- **WHAT YOU HAVE TO DO**: Render the lines of the entries from the one containing "background tree this" through the one containing "Query: blurred background tree" as a numbered list, leaving out any blank lines.
>> Start DATA IN THIS EXERCISE
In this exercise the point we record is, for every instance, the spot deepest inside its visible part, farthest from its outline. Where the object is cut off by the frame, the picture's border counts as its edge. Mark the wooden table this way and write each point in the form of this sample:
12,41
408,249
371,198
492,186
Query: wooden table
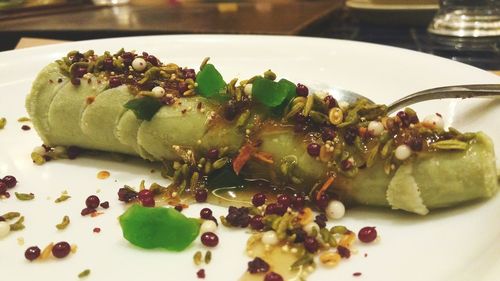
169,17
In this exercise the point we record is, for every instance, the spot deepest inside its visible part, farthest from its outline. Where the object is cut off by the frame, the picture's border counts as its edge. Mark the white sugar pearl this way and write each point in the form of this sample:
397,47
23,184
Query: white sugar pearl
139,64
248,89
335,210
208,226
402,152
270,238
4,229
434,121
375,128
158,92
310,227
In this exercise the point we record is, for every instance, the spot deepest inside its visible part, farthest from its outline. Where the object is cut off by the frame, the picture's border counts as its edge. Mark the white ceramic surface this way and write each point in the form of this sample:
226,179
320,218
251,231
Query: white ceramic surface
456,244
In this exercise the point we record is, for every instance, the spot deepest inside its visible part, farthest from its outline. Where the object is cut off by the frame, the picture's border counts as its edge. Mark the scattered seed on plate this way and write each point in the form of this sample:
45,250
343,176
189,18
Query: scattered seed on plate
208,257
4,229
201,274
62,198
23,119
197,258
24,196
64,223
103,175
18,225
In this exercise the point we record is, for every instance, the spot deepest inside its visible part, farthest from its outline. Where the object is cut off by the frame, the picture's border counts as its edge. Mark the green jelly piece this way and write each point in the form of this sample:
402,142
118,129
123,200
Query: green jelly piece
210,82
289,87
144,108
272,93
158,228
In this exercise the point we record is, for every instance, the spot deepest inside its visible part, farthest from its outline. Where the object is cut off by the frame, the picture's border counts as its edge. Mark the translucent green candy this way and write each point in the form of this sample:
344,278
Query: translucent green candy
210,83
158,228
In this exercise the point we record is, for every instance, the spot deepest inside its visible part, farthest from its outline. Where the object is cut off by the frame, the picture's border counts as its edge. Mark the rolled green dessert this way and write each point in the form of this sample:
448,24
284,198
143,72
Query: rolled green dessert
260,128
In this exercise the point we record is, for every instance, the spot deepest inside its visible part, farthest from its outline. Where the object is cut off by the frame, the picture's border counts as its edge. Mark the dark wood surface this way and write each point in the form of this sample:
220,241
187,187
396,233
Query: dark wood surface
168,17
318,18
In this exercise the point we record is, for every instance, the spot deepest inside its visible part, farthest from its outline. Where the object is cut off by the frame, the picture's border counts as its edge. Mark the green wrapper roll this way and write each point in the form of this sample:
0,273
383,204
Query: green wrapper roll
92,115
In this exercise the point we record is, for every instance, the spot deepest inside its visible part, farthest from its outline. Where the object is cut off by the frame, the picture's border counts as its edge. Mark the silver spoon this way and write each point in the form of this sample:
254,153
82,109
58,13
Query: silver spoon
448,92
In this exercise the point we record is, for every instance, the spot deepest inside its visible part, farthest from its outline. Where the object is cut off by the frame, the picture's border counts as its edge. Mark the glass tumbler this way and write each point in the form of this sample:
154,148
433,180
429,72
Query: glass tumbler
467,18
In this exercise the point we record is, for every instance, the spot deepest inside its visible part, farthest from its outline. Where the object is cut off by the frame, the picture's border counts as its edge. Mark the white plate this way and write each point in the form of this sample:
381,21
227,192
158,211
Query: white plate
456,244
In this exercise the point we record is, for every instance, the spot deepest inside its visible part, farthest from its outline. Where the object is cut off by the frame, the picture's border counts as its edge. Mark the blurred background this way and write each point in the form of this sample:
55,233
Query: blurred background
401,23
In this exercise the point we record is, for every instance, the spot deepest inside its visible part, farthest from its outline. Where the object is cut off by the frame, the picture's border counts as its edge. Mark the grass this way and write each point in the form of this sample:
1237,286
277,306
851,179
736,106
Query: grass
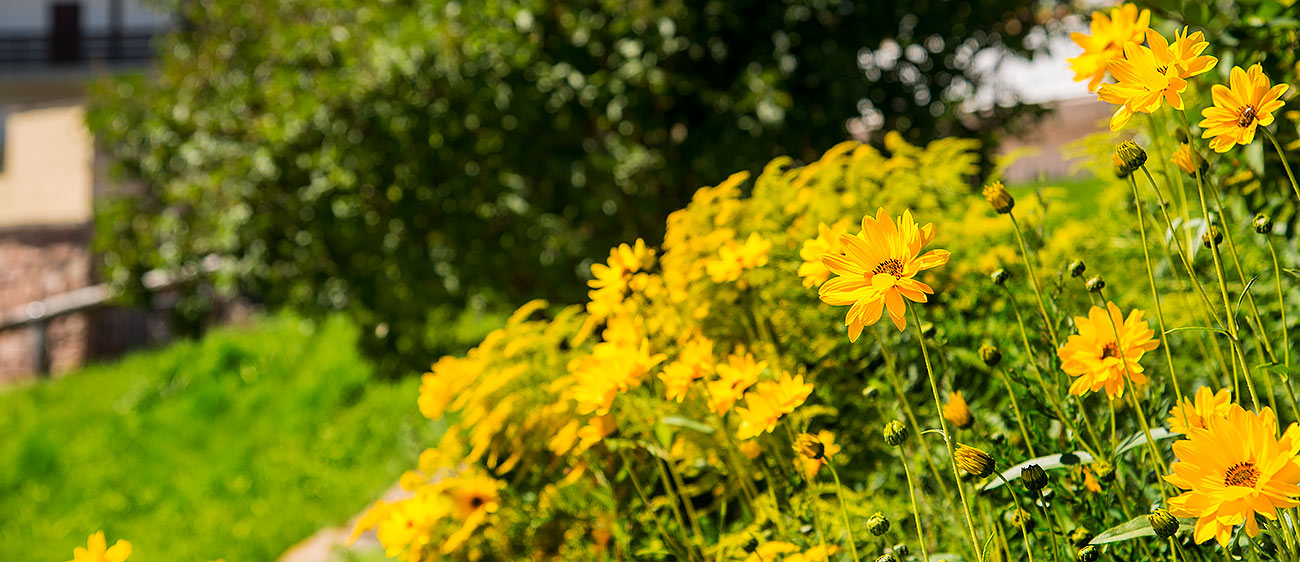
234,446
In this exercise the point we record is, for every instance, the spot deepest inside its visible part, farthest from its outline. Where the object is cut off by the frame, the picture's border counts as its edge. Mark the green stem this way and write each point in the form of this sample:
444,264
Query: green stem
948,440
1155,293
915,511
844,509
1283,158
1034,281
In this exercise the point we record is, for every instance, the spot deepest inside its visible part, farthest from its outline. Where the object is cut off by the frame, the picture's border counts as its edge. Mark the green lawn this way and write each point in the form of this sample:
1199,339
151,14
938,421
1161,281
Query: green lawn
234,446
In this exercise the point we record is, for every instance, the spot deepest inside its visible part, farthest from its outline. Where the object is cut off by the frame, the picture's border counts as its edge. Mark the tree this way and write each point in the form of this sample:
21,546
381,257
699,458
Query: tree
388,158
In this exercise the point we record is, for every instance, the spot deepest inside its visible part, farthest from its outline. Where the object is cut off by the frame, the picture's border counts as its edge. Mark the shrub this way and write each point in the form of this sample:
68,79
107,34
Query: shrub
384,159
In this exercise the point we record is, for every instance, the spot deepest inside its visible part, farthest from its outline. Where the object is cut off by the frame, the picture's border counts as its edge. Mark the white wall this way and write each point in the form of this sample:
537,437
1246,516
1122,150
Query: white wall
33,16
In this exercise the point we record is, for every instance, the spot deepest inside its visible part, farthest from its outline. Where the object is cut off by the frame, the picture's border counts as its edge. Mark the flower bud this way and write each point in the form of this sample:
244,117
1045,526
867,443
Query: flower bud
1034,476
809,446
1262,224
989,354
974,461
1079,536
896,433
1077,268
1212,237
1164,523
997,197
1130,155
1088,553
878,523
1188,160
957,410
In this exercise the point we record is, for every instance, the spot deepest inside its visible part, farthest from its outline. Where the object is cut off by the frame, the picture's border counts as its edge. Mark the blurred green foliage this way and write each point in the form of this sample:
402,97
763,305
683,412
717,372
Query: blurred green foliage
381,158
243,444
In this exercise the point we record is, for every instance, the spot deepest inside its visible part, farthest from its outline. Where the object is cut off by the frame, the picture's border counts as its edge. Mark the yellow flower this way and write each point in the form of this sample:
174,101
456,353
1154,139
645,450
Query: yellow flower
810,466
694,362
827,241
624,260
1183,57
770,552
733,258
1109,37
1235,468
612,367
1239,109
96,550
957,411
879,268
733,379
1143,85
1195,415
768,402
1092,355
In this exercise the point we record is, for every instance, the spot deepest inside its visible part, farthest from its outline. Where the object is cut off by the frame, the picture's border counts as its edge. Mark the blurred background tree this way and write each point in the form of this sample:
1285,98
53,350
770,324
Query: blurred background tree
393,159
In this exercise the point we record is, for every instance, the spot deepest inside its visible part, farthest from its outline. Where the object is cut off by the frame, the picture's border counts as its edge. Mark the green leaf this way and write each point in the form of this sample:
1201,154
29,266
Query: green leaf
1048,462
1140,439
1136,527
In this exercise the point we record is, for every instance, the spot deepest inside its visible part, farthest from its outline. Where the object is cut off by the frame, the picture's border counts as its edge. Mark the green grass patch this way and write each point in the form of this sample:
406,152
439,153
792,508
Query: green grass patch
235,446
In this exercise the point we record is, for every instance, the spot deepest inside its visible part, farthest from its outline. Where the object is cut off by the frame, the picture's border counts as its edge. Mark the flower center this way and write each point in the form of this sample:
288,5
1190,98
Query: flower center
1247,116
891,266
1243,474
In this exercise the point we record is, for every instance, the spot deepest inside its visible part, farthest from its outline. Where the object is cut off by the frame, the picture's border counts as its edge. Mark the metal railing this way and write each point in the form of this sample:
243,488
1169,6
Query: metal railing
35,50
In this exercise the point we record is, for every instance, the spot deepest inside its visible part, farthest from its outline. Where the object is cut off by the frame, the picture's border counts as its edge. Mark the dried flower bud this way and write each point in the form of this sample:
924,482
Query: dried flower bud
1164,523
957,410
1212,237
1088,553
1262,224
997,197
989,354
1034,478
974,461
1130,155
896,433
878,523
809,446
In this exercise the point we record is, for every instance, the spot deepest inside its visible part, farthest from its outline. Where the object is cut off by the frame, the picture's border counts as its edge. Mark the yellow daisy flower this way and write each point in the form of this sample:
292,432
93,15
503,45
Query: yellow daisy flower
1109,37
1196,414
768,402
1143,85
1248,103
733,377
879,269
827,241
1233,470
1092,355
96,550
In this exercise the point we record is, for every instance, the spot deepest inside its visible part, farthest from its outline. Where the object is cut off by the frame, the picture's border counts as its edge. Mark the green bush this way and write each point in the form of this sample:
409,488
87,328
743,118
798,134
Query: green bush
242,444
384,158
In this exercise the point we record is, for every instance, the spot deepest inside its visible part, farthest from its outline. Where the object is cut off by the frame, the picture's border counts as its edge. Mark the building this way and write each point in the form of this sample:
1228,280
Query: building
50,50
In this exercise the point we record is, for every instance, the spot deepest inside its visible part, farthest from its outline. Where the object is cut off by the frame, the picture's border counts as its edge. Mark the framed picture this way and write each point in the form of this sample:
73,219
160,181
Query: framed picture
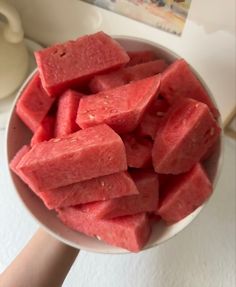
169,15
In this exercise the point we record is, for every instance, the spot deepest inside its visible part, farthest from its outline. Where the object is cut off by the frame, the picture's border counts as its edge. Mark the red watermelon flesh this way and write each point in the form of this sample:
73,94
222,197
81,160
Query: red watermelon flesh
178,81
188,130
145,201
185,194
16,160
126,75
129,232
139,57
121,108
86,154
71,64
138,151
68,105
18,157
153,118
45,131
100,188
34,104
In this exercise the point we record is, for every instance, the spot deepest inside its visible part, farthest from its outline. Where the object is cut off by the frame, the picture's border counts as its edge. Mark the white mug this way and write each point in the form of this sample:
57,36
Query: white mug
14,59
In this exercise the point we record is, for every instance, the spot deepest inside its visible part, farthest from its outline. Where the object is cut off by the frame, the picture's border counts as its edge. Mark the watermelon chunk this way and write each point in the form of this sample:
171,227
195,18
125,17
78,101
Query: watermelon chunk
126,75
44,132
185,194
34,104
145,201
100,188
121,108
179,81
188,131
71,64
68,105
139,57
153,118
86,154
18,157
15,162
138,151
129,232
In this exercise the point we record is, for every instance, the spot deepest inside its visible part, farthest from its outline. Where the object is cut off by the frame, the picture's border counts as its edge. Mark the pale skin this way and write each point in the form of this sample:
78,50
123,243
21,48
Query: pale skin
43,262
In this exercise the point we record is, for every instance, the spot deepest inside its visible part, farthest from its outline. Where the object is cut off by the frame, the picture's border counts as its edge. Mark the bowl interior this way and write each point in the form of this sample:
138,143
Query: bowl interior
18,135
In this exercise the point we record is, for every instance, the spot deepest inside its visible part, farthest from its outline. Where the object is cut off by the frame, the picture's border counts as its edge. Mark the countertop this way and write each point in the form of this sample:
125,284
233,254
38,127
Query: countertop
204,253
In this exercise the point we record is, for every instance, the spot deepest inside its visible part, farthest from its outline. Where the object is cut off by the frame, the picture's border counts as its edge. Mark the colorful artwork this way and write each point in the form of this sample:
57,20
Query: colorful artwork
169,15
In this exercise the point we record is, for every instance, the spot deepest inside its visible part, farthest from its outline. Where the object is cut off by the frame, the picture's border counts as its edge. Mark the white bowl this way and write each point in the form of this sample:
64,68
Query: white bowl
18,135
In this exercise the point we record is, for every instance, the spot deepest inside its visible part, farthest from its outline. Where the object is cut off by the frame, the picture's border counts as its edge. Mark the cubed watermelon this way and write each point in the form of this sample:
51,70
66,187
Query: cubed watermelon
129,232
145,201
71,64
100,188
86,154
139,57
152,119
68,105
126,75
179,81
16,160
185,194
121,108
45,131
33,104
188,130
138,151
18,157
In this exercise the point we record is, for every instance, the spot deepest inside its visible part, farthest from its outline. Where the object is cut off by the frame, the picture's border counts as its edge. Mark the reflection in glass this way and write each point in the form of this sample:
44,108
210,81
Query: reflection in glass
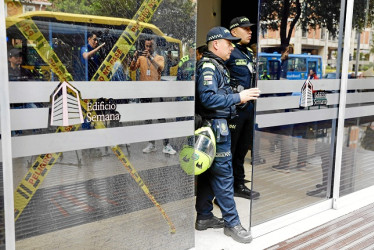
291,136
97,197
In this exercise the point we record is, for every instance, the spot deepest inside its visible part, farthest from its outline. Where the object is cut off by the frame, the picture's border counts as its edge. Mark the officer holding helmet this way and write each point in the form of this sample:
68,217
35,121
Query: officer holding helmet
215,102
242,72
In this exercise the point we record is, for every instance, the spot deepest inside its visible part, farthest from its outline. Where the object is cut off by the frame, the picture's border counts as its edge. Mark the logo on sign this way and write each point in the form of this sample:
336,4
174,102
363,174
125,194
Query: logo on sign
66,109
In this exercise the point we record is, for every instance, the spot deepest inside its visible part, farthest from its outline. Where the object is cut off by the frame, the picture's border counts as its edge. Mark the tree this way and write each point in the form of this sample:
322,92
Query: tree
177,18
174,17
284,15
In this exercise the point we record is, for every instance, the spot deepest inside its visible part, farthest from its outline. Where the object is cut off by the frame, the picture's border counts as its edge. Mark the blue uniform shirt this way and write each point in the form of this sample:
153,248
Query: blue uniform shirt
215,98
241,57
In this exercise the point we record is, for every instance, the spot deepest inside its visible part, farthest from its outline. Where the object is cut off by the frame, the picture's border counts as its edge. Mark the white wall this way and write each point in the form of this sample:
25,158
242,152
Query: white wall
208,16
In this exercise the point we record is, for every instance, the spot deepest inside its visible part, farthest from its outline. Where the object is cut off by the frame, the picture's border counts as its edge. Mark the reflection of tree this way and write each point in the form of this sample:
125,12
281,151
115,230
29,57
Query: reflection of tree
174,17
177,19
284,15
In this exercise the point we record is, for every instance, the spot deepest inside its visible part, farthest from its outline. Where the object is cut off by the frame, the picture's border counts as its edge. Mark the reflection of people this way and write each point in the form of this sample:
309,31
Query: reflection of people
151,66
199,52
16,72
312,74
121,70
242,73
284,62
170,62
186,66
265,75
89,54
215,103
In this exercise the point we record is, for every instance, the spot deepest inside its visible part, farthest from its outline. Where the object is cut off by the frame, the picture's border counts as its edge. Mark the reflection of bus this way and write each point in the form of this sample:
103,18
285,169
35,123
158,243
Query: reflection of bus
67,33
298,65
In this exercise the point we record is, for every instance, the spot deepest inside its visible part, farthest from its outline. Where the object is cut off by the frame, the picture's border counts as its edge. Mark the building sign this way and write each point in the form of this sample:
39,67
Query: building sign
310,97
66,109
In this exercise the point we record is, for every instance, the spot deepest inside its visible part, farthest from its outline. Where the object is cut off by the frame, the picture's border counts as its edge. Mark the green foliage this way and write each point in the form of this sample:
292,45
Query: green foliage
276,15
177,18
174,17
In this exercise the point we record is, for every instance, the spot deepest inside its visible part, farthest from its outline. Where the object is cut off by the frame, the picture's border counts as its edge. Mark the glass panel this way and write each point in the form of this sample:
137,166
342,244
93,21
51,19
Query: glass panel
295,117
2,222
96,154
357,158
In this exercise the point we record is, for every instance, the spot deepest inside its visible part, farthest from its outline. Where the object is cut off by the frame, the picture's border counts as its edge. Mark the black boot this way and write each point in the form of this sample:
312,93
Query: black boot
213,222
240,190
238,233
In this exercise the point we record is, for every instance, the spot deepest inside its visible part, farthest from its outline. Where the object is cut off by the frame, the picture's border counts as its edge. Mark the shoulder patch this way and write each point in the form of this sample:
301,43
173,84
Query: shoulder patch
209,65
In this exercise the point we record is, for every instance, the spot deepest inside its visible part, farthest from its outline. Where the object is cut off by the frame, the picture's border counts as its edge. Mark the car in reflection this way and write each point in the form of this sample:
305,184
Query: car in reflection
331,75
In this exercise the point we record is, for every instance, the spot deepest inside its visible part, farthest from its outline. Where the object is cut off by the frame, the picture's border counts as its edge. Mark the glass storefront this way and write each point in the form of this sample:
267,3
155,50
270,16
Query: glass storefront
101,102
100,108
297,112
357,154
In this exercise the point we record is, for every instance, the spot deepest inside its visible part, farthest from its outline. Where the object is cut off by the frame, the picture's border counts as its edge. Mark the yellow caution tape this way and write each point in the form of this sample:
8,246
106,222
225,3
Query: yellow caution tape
>> End DATA IN THIS EXERCISE
- **EXPECTED ANSWER**:
1. In this exercise the point we record is, for every instance, the spot deepest inside its visible part, farthest from its outline. Where the object is cut off by the frame, the picture's border counts as its edge. Mark the blurred background tree this way and write each point in the form of this sample:
2. 1285,98
3. 53,350
4. 770,324
5. Query: blurred background tree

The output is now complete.